§ TEXTE:

Toutes les fois que Keith Richards n’est pas mort

Philippe Cornet Journaliste musique

Récemment opéré au cerveau pour dégager un caillot de sang, le miraculé Keith Richards symbolise quarante années de Stones sur la tangente

Tombé d’un arbre (?) alors qu’il était en vacances aux îles Fidji, le guitariste des Stones ne s’en est pas laissé remontrer par un vulgaire caillot, fût-il vilainement logé dans le cerveau. Pour un type qui a absorbé des quantités aussi industrielles d’alcool et de drogues en tout genre, ce départ accidentel aurait sonné bien trop  » vulgaire « . Candidat exponentiel à la cirrhose et à l’overdose, Richards a toujours été le pivot créatif et le sac à problèmes des Stones : tout au moins depuis la fin des années 1960 et le départ forcé de Brian Jones.

C’est à cette époque-là que Richards se met  » sérieusement  » à l’héroïne comme on se met à faire un boulot qui ne souffre d’aucun amateurisme. Pendant une petite décennie, jusqu’au moment où il se fait arrêter par la police canadienne en possession de poudre, à Toronto le 27 février 1977, Richards va symboliser à lui seul la  » face satanique  » des Stones, produit d’appel qui dépasse le marketing. C’est lui qui attire tout le cirque des dealers qui, de Paris à New York, cimente un entourage entre party jet-set et bar à putes. Le genre de convoi boiteux que Robert Frank, grand photographe américain, filme dans Cocksucker Blues lors de la tournée US 1972. Le documentaire de 95 minutes comporte tellement de scènes de drogues et de sexe, de coke reniflée et d’héroïne injectée, de people décalés (Truman Capote, Bianca Jagger) et de groupies déshabillées, que Mick Jagger interdira la diffusion du film, à l’exception d’une projection par an !

§ DONNÉES FOURNIES:
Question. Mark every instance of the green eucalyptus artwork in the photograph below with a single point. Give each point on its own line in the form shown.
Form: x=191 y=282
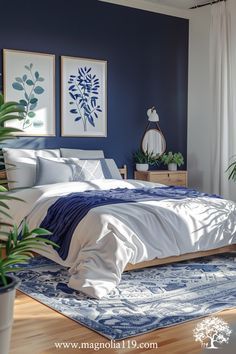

§ LISTE DES TÂCHES:
a) Veuillez recopier le passage de l'article sur Keith Richards en commençant à « Tombé d’un arbre » et en terminant à « de Brian Jones. ».
b) Répondez à ces questions sur l'article sur Keith Richards :
(i) Dans quel lieu Keith Richards passait-il ses vacances lorsqu'il est tombé ?
(ii) Dans quelle ville et à quelle date la police canadienne l'a-t-elle arrêté ?
(iii) Combien de minutes dure le documentaire Cocksucker Blues ?

§ RÉPONSES PAR TÂCHE:
a)
Tombé d’un arbre (?) alors qu’il était en vacances aux îles Fidji, le guitariste des Stones ne s’en est pas laissé remontrer par un vulgaire caillot, fût-il vilainement logé dans le cerveau. Pour un type qui a absorbé des quantités aussi industrielles d’alcool et de drogues en tout genre, ce départ accidentel aurait sonné bien trop  » vulgaire « . Candidat exponentiel à la cirrhose et à l’overdose, Richards a toujours été le pivot créatif et le sac à problèmes des Stones : tout au moins depuis la fin des années 1960 et le départ forcé de Brian Jones.

b)
(i) Aux îles Fidji.
(ii) À Toronto, le 27 février 1977.
(iii) 95 minutes.